[Saved data entries]

* Begin *

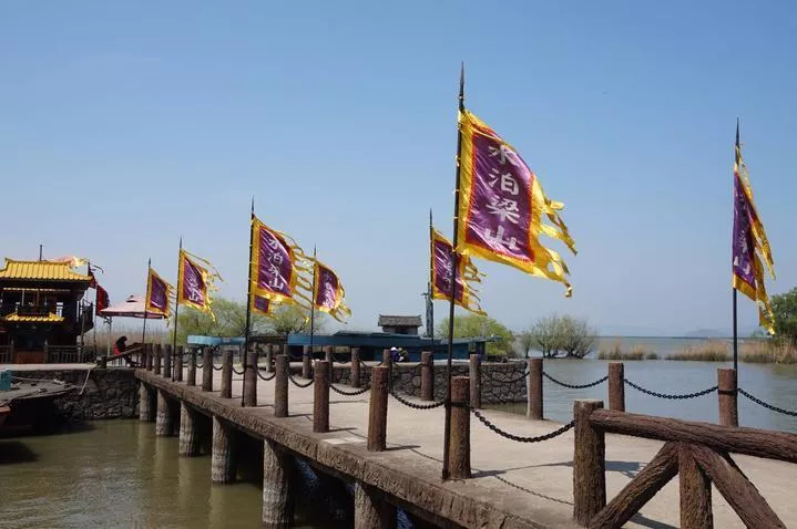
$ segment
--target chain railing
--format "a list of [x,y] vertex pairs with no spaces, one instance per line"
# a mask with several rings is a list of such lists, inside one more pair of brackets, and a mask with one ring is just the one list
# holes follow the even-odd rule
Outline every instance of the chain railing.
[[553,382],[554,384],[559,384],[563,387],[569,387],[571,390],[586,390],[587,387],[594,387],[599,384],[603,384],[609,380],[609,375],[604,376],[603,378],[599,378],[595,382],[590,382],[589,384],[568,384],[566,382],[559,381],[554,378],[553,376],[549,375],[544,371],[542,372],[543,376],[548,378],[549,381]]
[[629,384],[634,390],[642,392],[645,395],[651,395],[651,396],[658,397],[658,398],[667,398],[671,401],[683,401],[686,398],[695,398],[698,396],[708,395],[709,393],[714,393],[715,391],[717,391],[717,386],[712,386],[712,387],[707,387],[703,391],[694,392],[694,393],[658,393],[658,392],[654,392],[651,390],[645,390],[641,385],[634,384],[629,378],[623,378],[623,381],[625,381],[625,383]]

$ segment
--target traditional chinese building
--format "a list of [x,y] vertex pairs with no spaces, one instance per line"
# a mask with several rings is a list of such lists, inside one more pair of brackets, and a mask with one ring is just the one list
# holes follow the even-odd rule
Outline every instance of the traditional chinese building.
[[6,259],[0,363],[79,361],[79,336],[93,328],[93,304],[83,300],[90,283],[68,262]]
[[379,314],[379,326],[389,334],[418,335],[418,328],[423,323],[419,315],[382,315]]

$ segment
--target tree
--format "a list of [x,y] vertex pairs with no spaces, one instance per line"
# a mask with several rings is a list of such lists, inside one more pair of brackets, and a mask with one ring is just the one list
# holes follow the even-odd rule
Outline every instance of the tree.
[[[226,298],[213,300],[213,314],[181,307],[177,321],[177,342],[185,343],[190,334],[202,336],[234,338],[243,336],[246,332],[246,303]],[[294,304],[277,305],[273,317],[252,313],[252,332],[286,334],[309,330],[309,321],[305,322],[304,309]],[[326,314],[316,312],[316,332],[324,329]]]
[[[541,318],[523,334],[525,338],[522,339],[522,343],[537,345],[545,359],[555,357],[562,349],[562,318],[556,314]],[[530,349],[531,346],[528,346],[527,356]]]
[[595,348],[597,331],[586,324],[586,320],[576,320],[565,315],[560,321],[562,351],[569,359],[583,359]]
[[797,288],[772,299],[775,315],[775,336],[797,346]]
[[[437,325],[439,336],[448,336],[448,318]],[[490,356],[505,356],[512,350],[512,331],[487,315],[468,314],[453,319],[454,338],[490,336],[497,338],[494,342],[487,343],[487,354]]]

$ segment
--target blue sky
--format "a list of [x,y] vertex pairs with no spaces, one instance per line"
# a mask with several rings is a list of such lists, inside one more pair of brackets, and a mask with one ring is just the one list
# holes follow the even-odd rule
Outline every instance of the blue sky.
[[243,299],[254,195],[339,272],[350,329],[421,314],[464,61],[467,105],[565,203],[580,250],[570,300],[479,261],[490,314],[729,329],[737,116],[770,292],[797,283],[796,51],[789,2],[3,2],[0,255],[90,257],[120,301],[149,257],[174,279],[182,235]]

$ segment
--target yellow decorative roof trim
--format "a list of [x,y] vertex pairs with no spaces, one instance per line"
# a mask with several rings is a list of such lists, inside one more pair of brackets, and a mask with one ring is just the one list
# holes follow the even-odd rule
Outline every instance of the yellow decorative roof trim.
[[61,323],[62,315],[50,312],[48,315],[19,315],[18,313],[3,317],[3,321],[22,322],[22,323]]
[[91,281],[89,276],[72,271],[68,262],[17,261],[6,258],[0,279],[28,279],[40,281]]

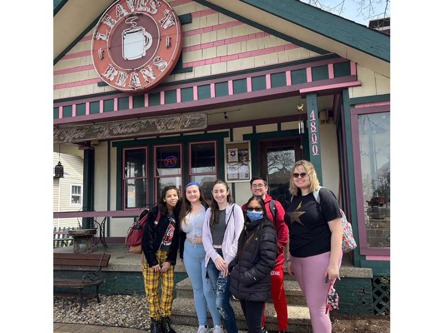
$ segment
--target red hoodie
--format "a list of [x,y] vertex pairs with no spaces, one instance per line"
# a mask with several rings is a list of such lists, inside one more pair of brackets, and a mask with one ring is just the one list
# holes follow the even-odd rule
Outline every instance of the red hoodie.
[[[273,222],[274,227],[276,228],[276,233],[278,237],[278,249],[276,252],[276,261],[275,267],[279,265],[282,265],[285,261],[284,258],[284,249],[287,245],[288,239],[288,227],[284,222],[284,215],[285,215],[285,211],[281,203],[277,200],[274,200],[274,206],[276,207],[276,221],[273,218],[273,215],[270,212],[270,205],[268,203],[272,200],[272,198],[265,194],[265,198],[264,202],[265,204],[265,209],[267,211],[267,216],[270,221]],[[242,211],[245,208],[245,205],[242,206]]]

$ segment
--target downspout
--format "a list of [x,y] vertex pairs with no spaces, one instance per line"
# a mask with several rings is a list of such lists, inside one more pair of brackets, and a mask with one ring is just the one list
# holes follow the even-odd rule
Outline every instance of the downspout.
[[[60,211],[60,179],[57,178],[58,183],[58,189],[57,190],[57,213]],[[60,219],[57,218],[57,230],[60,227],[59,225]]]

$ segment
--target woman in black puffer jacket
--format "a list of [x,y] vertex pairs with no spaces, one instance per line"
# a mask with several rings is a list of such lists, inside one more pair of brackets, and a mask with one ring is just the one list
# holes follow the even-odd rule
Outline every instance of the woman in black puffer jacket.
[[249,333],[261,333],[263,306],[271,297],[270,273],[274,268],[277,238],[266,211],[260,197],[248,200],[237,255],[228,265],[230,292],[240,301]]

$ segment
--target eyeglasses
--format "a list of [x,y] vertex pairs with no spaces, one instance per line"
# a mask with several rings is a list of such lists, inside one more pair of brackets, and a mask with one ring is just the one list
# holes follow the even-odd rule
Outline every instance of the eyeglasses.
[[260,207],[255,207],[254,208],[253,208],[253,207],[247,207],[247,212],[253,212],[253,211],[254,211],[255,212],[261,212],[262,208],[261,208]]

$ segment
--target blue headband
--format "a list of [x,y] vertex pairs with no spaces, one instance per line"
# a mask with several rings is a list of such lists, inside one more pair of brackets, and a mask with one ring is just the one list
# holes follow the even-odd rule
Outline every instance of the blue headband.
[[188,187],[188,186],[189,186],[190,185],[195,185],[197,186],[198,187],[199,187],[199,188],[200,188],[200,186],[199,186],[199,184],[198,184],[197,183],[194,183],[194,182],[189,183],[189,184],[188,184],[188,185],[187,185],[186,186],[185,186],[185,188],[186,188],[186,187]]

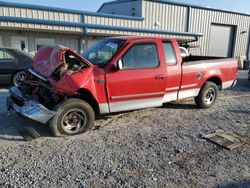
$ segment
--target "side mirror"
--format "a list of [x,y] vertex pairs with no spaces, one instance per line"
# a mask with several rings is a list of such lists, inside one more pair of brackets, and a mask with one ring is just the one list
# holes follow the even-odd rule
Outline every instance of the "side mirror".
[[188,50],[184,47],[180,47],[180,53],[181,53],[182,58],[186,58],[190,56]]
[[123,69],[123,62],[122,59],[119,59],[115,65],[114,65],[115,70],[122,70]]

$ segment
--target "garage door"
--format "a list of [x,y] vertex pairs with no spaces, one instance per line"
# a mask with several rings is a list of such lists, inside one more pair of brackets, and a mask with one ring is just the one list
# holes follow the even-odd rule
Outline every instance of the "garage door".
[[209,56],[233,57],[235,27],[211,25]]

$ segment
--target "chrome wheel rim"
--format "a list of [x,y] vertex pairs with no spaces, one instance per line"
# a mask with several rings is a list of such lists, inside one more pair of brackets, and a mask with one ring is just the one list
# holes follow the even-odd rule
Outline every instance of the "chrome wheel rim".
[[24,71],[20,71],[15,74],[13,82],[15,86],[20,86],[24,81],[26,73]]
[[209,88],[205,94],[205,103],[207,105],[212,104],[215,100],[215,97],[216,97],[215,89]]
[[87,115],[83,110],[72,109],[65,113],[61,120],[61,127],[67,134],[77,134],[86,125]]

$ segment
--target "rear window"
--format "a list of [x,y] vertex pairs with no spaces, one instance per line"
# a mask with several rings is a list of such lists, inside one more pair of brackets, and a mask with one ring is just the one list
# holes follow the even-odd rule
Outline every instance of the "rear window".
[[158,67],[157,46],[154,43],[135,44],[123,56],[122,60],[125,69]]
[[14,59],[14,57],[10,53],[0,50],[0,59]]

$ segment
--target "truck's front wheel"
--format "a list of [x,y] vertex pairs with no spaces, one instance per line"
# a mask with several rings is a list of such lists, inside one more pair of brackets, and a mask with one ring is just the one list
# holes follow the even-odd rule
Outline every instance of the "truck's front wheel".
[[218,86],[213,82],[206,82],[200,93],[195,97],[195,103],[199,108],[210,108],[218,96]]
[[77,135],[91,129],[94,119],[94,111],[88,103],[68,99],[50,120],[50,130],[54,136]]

* End *

● Problem:
Identify every line of the material above that contains the string "headband", and copy each of those lines in full.

● Worked answer:
--target blue headband
Outline every instance of the blue headband.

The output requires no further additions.